Health
Poor Understanding, bane of NHIS – Expert
Poor understanding of the National Health Insurance Scheme (NHIS) by policy makers and administrators has been identified as the main drawback to the genuine execution of the scheme.
In addition, the activities of most Health Maintenance Orga-nizations (HMOs) in the guise of protecting the interest of health providers have also given a wrong impression on the actual concept of the NHIS.
Making this known recently during the 2009 Annual General Meeting (AGM) of the Nigeria Medical Association (NMA) in Port Harcourt, Dr. I. Odo noted that the situation has not only pauperised medical doctors, but has also given the wrong impression that health care is cheap.
In a paper titled, “Managed Care in the Organised Private Sector; the Providers’ Experience”, Dr. Odo said healthcare is not free anywhere in the world.

** What the exercise asks **
Decide whether each statement agrees with the NHIS article: 1. The views were given at a meeting held in Port Harcourt. 2. Dr. Odo's paper says healthcare is free in some countries. 3. Poor understanding of the scheme by policy makers and administrators is named as its main drawback.

** Data section **

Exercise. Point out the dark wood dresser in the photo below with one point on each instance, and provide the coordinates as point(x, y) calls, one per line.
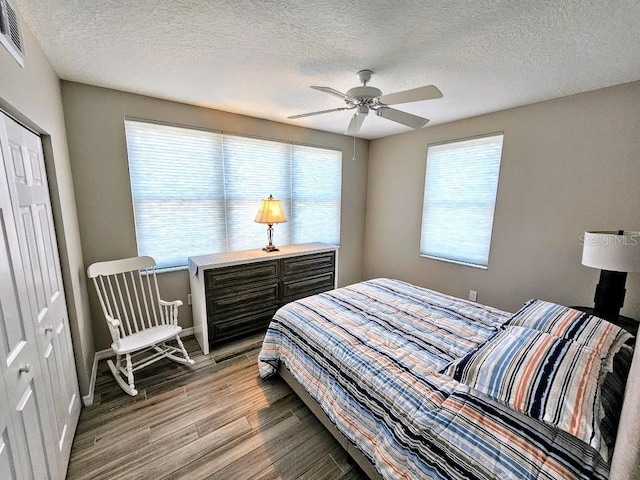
point(237, 293)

** Output of the task **
1. Yes: "during the 2009 Annual General Meeting (AGM) of the Nigeria Medical Association (NMA) in Port Harcourt"
2. No: "healthcare is not free anywhere in the world"
3. Yes: "has been identified as the main drawback to the genuine execution of the scheme"